**Stated exercise:** Exclude images, then output the remaining data verbatim.

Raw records

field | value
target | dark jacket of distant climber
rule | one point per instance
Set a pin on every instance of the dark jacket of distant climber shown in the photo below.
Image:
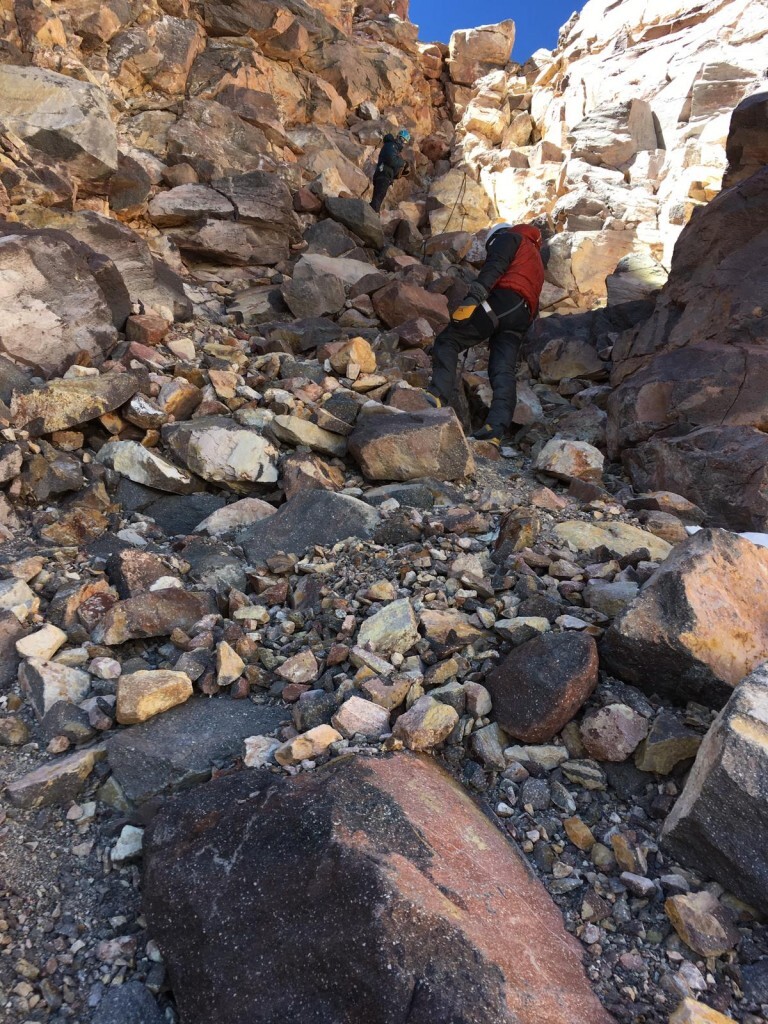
(389, 166)
(500, 306)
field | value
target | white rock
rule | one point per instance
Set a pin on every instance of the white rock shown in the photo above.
(128, 846)
(44, 643)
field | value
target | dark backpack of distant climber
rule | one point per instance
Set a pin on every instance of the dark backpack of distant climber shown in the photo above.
(389, 166)
(500, 306)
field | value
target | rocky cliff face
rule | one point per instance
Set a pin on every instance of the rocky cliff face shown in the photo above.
(236, 541)
(616, 135)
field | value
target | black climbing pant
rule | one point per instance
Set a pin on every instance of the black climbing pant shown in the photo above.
(382, 181)
(504, 339)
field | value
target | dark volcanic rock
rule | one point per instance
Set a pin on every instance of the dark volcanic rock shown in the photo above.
(313, 517)
(129, 1004)
(10, 631)
(698, 626)
(748, 139)
(543, 683)
(718, 825)
(408, 446)
(436, 918)
(180, 747)
(724, 470)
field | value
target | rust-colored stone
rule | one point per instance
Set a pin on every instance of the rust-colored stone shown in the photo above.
(442, 919)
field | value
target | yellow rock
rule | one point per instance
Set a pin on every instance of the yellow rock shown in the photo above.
(142, 694)
(579, 834)
(620, 537)
(307, 745)
(691, 1012)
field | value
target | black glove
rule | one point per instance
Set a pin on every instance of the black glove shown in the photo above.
(477, 291)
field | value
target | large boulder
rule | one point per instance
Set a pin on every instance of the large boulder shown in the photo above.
(442, 920)
(720, 822)
(393, 445)
(148, 281)
(474, 52)
(65, 403)
(321, 284)
(61, 117)
(698, 359)
(723, 470)
(541, 685)
(217, 142)
(246, 218)
(311, 517)
(699, 625)
(51, 306)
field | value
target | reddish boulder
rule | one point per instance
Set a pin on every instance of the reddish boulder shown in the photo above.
(542, 684)
(442, 921)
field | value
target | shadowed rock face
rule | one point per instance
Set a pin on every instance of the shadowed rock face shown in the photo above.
(688, 383)
(368, 892)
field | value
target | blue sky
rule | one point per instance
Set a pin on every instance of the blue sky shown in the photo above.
(537, 25)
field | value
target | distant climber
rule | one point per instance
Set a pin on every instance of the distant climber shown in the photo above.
(500, 306)
(390, 165)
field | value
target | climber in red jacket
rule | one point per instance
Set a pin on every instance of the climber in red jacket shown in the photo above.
(501, 304)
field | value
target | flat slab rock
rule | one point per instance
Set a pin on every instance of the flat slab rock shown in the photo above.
(313, 517)
(441, 919)
(179, 748)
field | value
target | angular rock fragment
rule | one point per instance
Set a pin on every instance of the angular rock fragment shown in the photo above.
(297, 431)
(695, 630)
(669, 741)
(50, 317)
(612, 732)
(153, 614)
(702, 923)
(426, 724)
(358, 716)
(179, 748)
(309, 744)
(620, 538)
(568, 460)
(65, 403)
(47, 682)
(43, 644)
(718, 823)
(388, 837)
(143, 694)
(543, 683)
(56, 782)
(142, 466)
(221, 452)
(408, 446)
(393, 630)
(307, 519)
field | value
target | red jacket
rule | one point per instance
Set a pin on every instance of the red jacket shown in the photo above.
(525, 273)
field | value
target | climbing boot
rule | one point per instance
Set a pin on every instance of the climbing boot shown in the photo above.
(488, 432)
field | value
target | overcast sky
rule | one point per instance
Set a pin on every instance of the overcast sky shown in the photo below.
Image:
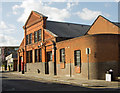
(15, 13)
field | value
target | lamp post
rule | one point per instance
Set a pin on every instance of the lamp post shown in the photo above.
(22, 63)
(88, 52)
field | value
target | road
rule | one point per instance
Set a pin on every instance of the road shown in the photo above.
(12, 82)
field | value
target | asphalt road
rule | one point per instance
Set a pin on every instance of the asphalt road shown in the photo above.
(12, 82)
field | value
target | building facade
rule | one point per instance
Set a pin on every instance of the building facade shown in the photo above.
(66, 49)
(12, 62)
(4, 52)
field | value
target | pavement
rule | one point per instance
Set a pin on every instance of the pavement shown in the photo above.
(102, 84)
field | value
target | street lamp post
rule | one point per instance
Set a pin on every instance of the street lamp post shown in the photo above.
(23, 62)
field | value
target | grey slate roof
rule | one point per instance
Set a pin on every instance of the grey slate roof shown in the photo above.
(62, 29)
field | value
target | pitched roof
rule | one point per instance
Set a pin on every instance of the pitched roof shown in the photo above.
(117, 24)
(39, 14)
(62, 29)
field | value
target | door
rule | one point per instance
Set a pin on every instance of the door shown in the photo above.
(49, 58)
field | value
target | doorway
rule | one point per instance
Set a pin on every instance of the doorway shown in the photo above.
(49, 58)
(20, 59)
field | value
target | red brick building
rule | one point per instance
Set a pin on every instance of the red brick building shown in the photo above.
(58, 48)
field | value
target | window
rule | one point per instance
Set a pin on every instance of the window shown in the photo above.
(77, 56)
(36, 56)
(62, 55)
(30, 38)
(29, 56)
(40, 55)
(26, 39)
(35, 36)
(39, 35)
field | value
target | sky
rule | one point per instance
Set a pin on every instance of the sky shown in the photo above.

**The reply:**
field | value
target | dark jacket of distant climber
rule | one point per instance
Set a pin on every instance of the dark jacket of distant climber shown in the photo below.
Image:
(389, 166)
(500, 306)
field | value
target | white rock
rule | one point per instance
Set a pin on every instance of the white rock shown in the photo above.
(128, 846)
(44, 643)
field | value
target | dark backpack of distant climber
rule | one point per instance
Set a pin on every instance of the dark backpack of distant climber shown in the photo above.
(389, 166)
(500, 306)
field | value
target | rocky cliff face
rule | one point per instance
Set a pin on every instance of the rocky cliff face shown in the photo above.
(236, 541)
(616, 135)
field | value
target | black climbing pant
rule | one point per instance
Set a pin on every instance of the black climbing pant shown in the photo above.
(382, 181)
(504, 339)
field | value
target | dark volcanic rock
rule | one point per instance
Set a pin on every instance of the dark volcanic rock shown in the photo above.
(313, 517)
(129, 1004)
(10, 631)
(698, 626)
(748, 139)
(543, 683)
(718, 825)
(408, 446)
(436, 918)
(180, 747)
(724, 470)
field | value
target | rust-colored stone
rule | one point per instance
Set a pin on every instance of the rust-colored stone shown in the photo above.
(442, 919)
field | value
target | yellow rock
rule | one point per instance
Set a pin on every instance of the yellow rock shown in the photo above.
(142, 694)
(579, 834)
(620, 537)
(307, 745)
(691, 1012)
field | value
target | black glove
rule | one point per instance
Set a pin on every instance of the black glove shown in the photo above.
(477, 291)
field | value
target | large boulder
rule | one point per instance
Set a pin on every instance of the large boulder shown in the photo above.
(442, 920)
(720, 822)
(393, 445)
(148, 281)
(474, 52)
(65, 403)
(321, 284)
(61, 117)
(698, 359)
(723, 470)
(541, 685)
(217, 142)
(246, 218)
(311, 517)
(699, 625)
(51, 306)
field | value
target | reddish boulder
rule | one point per instance
Set a pin on every instance of the reddish boulder shown in the photo above.
(542, 684)
(442, 921)
field | value
target | shadowed rock face
rule | one point per instance
Set a pin on every instance of the shadowed rock face shown in the photo above.
(688, 383)
(368, 892)
field | value
target | blue sky
rule | one point per instance
Set a pin on every instance of the blue sky shown in the photo above.
(537, 25)
field | value
target | distant climber
rule | one point per instance
Set a pin on every instance of the distant climber shown in the photo above.
(500, 306)
(390, 165)
field | value
target | climber in red jacket
rule | one point per instance
Set a pin on every instance of the climber in red jacket shown in the photo above.
(501, 304)
field | value
target | flat slab rock
rule | one point per instance
Set a pin on every instance of the flat slab rock shown in the photo above.
(313, 517)
(441, 919)
(179, 748)
field | value
target | angular rock fragment
rule | one point per instance
Set a pin on every instance of the angular rock fragment shown in the photo above.
(297, 431)
(695, 630)
(669, 741)
(50, 317)
(612, 732)
(153, 614)
(702, 923)
(426, 724)
(358, 716)
(179, 748)
(309, 744)
(620, 538)
(568, 460)
(65, 403)
(47, 682)
(43, 644)
(718, 823)
(388, 837)
(143, 694)
(543, 683)
(56, 782)
(142, 466)
(221, 452)
(408, 446)
(393, 630)
(307, 519)
field | value
target | red jacket
rule | one point per instance
Set a pin on every instance of the red jacket shown in the photo above.
(525, 273)
field | value
target | climbing boot
rule | one point per instance
Set a pin on every instance of the climbing boot shown in the photo above.
(488, 432)
field | value
target | overcast sky
rule | one point per instance
Set a pin on every instance of the overcast sky shown in the photo below.
Image:
(15, 13)
field | value
target | lamp post
rule | one point per instance
Set a pin on every instance of the lamp post shown in the photo above.
(22, 63)
(88, 52)
field | value
target | road
rule | one point per instance
Set a pin on every instance of the road shown in the photo above.
(12, 82)
field | value
target | asphalt road
rule | one point per instance
Set a pin on every instance of the asphalt road shown in the photo above.
(12, 82)
field | value
target | building facade
rule | one point per instance
Set a pin on every instance of the building facade shown in the photo above.
(66, 49)
(12, 62)
(4, 52)
field | value
target | pavement
rule | one point per instance
Set a pin on every instance of the pavement shown in the photo above.
(102, 84)
field | value
target | street lamp post
rule | one point per instance
Set a pin on every instance of the street lamp post shown in the photo above.
(23, 62)
field | value
target | grey slate roof
rule | one point per instance
Set a pin on every instance of the grey slate roof shown in the photo above.
(62, 29)
field | value
target | pitched roof
rule | one point per instance
Set a pin on every instance of the pitched roof shown in the photo above.
(117, 24)
(39, 14)
(62, 29)
field | value
target | door
rule | one point per instance
Set a pin on every instance of the door shown in the photo above.
(49, 58)
field | value
target | doorway
rule | one point per instance
Set a pin on every instance of the doorway shown in the photo above.
(49, 58)
(20, 59)
field | value
target | red brick building
rule | one point per instance
Set a pin on every instance of the red brick building shown in the photo above.
(58, 48)
field | value
target | window
rule | one point per instance
Set a pin on every instance of the window shown in the photo above.
(77, 56)
(36, 56)
(62, 55)
(30, 38)
(29, 56)
(40, 55)
(26, 39)
(35, 36)
(39, 35)
field | value
target | sky
rule | one point per instance
Set a pin on every instance of the sky shown in the photo above.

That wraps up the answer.